#### SELECTED EXCERPT:
○ ○ ○ ○ ○

Agent in Place is the seventh novel by Mark Greaney, published on February 20, 2018 by Berkley Books. It is also the seventh book in the Gray Man series. The novel puts its main character Court Gentry at the forefront of the civil war in Syria, as he helps a group of expatriates take down the Syrian president's brutal regime. The book debuted at number 7 at The New York Times bestseller list.

Plot summary 
Two months after his CIA operation in Hong Kong, freelance mercenary Court Gentry is hired for a contract job in Paris by a group of Syrian exiles through former French intelligence officer Vincent Voland. His job is to kidnap Bianca Medina, a Spanish fashion model and Syrian President Ahmed al-Azzam's mistress, and then deliver her to the exiles so that they can gather information from her about a secret meeting between President Azzam and the Supreme Leader of Iran, in which she was present. They believe that the revelation of Azzam's secret talks with the Iranians, in which he permitted them to build military bases in Syria, would anger the Russians, who were his allies in the civil war, for betrayal; this would then cause discord among the three parties and lead to the destabilization of Azzam's regime.

Later that night, Court captures Medina from her private apartment, while also rescuing her from assassins sent by ISIS in the process. After delivering her to the FSEU, led by husband and wife doctors Tarek and Rima Halaby, he berates them for giving him faulty information about the attackers and then leaves them, finished with his job. The attackers were found out to be provided information on Medina's whereabouts (albeit presented as her being a concubine of the emir of Kuwait, who was an enemy of ISIS) by Azzam's powerful wife Shakira, who wanted the Spanish model dead after finding out about their affair and fearing that she might replace her one day as first lady of Syria.

The Halabys try to secure Medina's cooperation, but their plan becomes complicated as Bianca reveals that she gave birth to a child with Azzam, who was named Jamal after his father. She further insists that she would rather go back to war-torn Syria and care for her child rather than betray Azzam. Medina was later kept in a secluded safehouse owned by French domestic intelligence (DGSI) as suggested by Voland.

○ ○ ○ ○ ○

List every person named in the "Plot summary" section of the Agent in Place article. The entries come from a separate source, unrelated to the Agent in Place article.

Referring expression data:

○ ○ ○ ○ ○

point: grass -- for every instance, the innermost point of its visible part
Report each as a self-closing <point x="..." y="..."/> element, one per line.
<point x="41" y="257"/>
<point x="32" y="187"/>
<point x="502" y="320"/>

○ ○ ○ ○ ○

#### EXERCISE RESULT:
Court Gentry, Vincent Voland, Bianca Medina, Ahmed al-Azzam, Tarek Halaby, Rima Halaby, Shakira, Jamal